• _Stated exercise_
Render all of the material below as a numbered list with one line per entry, omitting any blank lines.

'''

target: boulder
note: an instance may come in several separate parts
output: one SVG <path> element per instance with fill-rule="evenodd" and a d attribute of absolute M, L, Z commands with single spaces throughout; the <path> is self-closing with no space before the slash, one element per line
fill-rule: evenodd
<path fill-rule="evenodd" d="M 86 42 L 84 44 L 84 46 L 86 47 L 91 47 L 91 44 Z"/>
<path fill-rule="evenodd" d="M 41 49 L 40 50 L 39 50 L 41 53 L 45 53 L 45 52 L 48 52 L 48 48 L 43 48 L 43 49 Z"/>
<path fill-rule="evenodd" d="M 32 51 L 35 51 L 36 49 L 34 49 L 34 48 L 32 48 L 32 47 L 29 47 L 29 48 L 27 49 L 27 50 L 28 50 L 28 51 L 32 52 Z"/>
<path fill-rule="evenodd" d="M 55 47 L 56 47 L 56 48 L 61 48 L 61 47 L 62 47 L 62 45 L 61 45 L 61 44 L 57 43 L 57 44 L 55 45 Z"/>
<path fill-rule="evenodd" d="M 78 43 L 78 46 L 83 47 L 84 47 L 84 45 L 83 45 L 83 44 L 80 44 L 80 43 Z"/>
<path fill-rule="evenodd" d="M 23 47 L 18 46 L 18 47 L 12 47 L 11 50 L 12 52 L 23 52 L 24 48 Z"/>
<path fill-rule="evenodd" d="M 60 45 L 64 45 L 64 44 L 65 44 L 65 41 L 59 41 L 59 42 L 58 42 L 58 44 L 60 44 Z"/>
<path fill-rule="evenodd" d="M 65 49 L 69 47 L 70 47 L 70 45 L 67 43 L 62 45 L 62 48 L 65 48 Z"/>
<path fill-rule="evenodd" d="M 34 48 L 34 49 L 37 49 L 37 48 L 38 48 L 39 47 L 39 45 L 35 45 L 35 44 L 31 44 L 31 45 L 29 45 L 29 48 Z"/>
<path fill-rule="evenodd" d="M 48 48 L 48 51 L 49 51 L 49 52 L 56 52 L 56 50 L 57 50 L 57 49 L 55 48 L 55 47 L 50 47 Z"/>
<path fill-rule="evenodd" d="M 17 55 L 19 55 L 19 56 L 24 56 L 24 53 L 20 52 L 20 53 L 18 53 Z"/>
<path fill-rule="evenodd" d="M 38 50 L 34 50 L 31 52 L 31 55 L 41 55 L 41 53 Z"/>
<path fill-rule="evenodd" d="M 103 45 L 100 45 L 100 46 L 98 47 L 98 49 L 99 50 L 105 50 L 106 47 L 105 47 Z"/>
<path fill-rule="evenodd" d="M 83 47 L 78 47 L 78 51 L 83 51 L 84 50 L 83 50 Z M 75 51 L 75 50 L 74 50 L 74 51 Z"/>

'''

• _Correct output_
1. target: boulder
2. note: an instance may come in several separate parts
3. output: one SVG <path> element per instance with fill-rule="evenodd" and a d attribute of absolute M, L, Z commands with single spaces throughout; the <path> is self-closing with no space before the slash, one element per line
4. fill-rule: evenodd
5. <path fill-rule="evenodd" d="M 86 42 L 84 44 L 84 46 L 86 47 L 91 47 L 91 44 Z"/>
6. <path fill-rule="evenodd" d="M 41 49 L 40 50 L 39 50 L 41 53 L 45 53 L 45 52 L 48 52 L 48 48 L 43 48 L 43 49 Z"/>
7. <path fill-rule="evenodd" d="M 32 51 L 35 51 L 36 49 L 34 49 L 34 48 L 32 48 L 32 47 L 29 47 L 29 48 L 27 49 L 27 50 L 28 50 L 28 51 L 32 52 Z"/>
8. <path fill-rule="evenodd" d="M 55 47 L 56 47 L 56 48 L 61 48 L 61 47 L 62 47 L 62 45 L 61 45 L 61 44 L 57 43 L 57 44 L 55 45 Z"/>
9. <path fill-rule="evenodd" d="M 78 43 L 78 46 L 83 47 L 84 47 L 84 45 L 83 45 L 83 44 L 80 44 L 80 43 Z"/>
10. <path fill-rule="evenodd" d="M 23 47 L 18 46 L 18 47 L 12 47 L 11 50 L 12 52 L 23 52 L 24 48 Z"/>
11. <path fill-rule="evenodd" d="M 60 45 L 64 45 L 64 44 L 65 44 L 65 41 L 59 41 L 59 42 L 58 42 L 58 44 L 60 44 Z"/>
12. <path fill-rule="evenodd" d="M 65 49 L 69 47 L 70 47 L 70 45 L 67 43 L 62 45 L 62 48 L 65 48 Z"/>
13. <path fill-rule="evenodd" d="M 34 48 L 34 49 L 37 49 L 37 48 L 38 48 L 39 47 L 39 45 L 35 45 L 35 44 L 31 44 L 31 45 L 29 45 L 29 48 Z"/>
14. <path fill-rule="evenodd" d="M 48 48 L 48 51 L 49 51 L 49 52 L 56 52 L 56 50 L 57 50 L 57 49 L 55 48 L 55 47 L 50 47 Z"/>
15. <path fill-rule="evenodd" d="M 17 55 L 19 55 L 19 56 L 24 56 L 24 53 L 20 52 L 20 53 L 18 53 Z"/>
16. <path fill-rule="evenodd" d="M 38 50 L 34 50 L 31 52 L 31 55 L 41 55 L 41 53 Z"/>
17. <path fill-rule="evenodd" d="M 103 45 L 100 45 L 100 46 L 98 47 L 98 49 L 99 50 L 105 50 L 106 47 L 105 47 Z"/>
18. <path fill-rule="evenodd" d="M 83 47 L 78 47 L 78 51 L 83 51 L 84 50 L 83 50 Z M 75 51 L 75 50 L 74 50 L 74 51 Z"/>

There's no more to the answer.